» **Task**
Reproduce the lines below exactly. Skip images.

» **Extracted records**
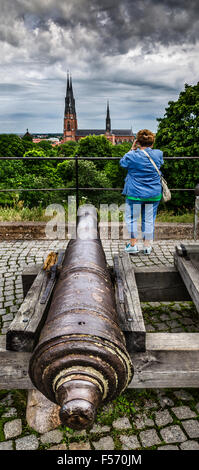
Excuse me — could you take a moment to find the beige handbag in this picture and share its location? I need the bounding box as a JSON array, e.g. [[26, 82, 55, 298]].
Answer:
[[142, 149, 171, 202]]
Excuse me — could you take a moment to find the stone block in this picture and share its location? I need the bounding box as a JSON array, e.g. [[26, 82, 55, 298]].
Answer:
[[182, 420, 199, 438], [40, 430, 63, 444], [157, 445, 179, 450], [134, 414, 154, 429], [89, 424, 110, 434], [69, 442, 91, 450], [15, 435, 39, 450], [160, 425, 186, 443], [112, 417, 131, 430], [26, 389, 61, 433], [155, 410, 173, 427], [139, 429, 161, 448], [49, 444, 67, 450], [180, 440, 199, 450], [92, 436, 115, 450], [4, 419, 22, 439], [119, 434, 140, 450], [0, 441, 13, 450], [172, 406, 196, 420]]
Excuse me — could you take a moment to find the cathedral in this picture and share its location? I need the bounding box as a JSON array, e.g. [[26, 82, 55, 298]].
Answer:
[[62, 73, 134, 145]]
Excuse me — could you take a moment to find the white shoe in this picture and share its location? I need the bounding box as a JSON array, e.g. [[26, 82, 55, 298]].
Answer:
[[125, 243, 139, 254], [143, 245, 152, 255]]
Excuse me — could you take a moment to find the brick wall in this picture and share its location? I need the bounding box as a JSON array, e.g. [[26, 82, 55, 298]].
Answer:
[[0, 221, 194, 241]]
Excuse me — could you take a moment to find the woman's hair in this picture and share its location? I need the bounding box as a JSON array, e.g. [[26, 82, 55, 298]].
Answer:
[[136, 129, 155, 147]]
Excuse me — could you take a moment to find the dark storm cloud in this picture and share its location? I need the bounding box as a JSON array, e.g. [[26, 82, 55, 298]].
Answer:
[[1, 0, 199, 53], [0, 0, 199, 133]]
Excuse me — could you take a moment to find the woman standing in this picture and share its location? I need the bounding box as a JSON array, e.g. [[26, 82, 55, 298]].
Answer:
[[120, 129, 163, 254]]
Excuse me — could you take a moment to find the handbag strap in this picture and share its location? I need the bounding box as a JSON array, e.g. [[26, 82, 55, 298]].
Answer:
[[141, 149, 161, 177]]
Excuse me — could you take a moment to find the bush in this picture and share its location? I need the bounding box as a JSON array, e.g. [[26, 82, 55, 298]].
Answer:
[[57, 159, 114, 205], [76, 135, 113, 170], [155, 82, 199, 211]]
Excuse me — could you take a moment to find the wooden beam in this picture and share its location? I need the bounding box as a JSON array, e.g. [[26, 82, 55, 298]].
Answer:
[[1, 333, 199, 389], [134, 266, 191, 302], [22, 265, 42, 298], [113, 254, 146, 353], [6, 268, 50, 352], [7, 250, 66, 352], [174, 252, 199, 313], [176, 244, 199, 256], [22, 260, 193, 304], [146, 332, 199, 350], [0, 337, 33, 389], [129, 333, 199, 388]]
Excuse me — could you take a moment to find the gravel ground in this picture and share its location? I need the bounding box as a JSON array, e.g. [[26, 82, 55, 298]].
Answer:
[[0, 238, 199, 451]]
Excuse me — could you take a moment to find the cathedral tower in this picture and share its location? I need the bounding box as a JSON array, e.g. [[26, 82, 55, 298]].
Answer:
[[63, 72, 78, 142], [106, 101, 111, 133]]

» **Response to the task**
Excuse me — could you take a moment to find the beige handbag in this picture and share its location? I need the bounding box as a JSON array, e.g. [[26, 82, 55, 298]].
Answer:
[[142, 149, 171, 202]]
Excuse me — could you take a moment to find the stone block in this picture and share its location? I need the bounding box as a JSON array, e.g. [[26, 82, 55, 298]].
Answer:
[[182, 420, 199, 438], [40, 430, 63, 444], [157, 445, 179, 450], [134, 414, 154, 429], [89, 424, 110, 434], [69, 442, 91, 450], [15, 435, 39, 450], [160, 425, 186, 443], [112, 417, 131, 430], [26, 389, 61, 433], [155, 410, 173, 427], [139, 429, 161, 448], [49, 444, 67, 450], [180, 440, 199, 450], [92, 436, 115, 450], [4, 419, 22, 439], [119, 434, 140, 450], [0, 441, 13, 450], [172, 406, 196, 420]]
Excuse me — could you take a moment to find the cathedral in this picture and share its location? I need the bounding box as a JSON array, e.g. [[26, 82, 55, 298]].
Answer:
[[62, 73, 134, 145]]
Excuse me — could you take a moment to find the white shoe in this picture and share its location? I need the bounding box as a JSON array, e.g. [[26, 82, 55, 298]].
Answer:
[[125, 243, 139, 254], [143, 245, 152, 255]]
Excuse me — could you take a moment to find the brick wall in this picture and share its location? I need the bounding box as a JSON array, e.g. [[26, 82, 55, 298]].
Answer:
[[0, 221, 194, 241]]
Excuse me — could you take a moment to find the woman's hair in this picture and share its location? I need the bounding box as a JSON array, e.g. [[26, 82, 55, 298]].
Answer:
[[136, 129, 155, 147]]
Excuse me — could you take a moment to find the dark storm cloud in this picture and share its location? I need the bounding box as a JSON array, e.g. [[26, 82, 55, 298]].
Answer:
[[1, 0, 199, 53], [0, 0, 199, 133]]
Excuse me — could you take a moment to find the woman standing in this picture and share its location? I need the bounding box as a JSON array, e.g. [[26, 82, 55, 298]].
Answer:
[[120, 129, 163, 254]]
Excuse me — could you take a moment to find the handbag strap in this picture and share its location? I need the bounding box as a JSON array, e.g. [[26, 82, 55, 298]].
Answer:
[[141, 149, 161, 177]]
Excuse me — could you take a moment to find the bush in this picture and share its location? I need the bounding box as a JSON array, e.g. [[26, 82, 55, 298]].
Answer:
[[57, 159, 114, 205], [76, 135, 113, 170], [155, 82, 199, 211]]
Excuse me — could you take a moment to find the wooden beam in this picture and share its location? I need the bounding box as a JSON array, e.g. [[26, 82, 55, 298]].
Answer:
[[1, 333, 199, 389], [134, 266, 191, 302], [22, 265, 42, 298], [113, 254, 146, 353], [6, 268, 50, 352], [7, 250, 66, 352], [174, 252, 199, 313], [176, 244, 199, 256], [22, 260, 193, 304], [146, 332, 199, 350], [0, 337, 33, 389], [129, 333, 199, 388]]
Excuse me — could you take a moment to find the gravel ground in this picture and share its location? I need the bounding box as a JSON array, e.g. [[26, 82, 55, 298]].
Answer:
[[0, 238, 199, 451]]
Excuse me — could you take a moment to find the cathedral tower in this picture and share its location? I need the bounding box as a JSON array, e.g. [[26, 82, 55, 298]].
Answer:
[[63, 72, 78, 142], [106, 101, 111, 133]]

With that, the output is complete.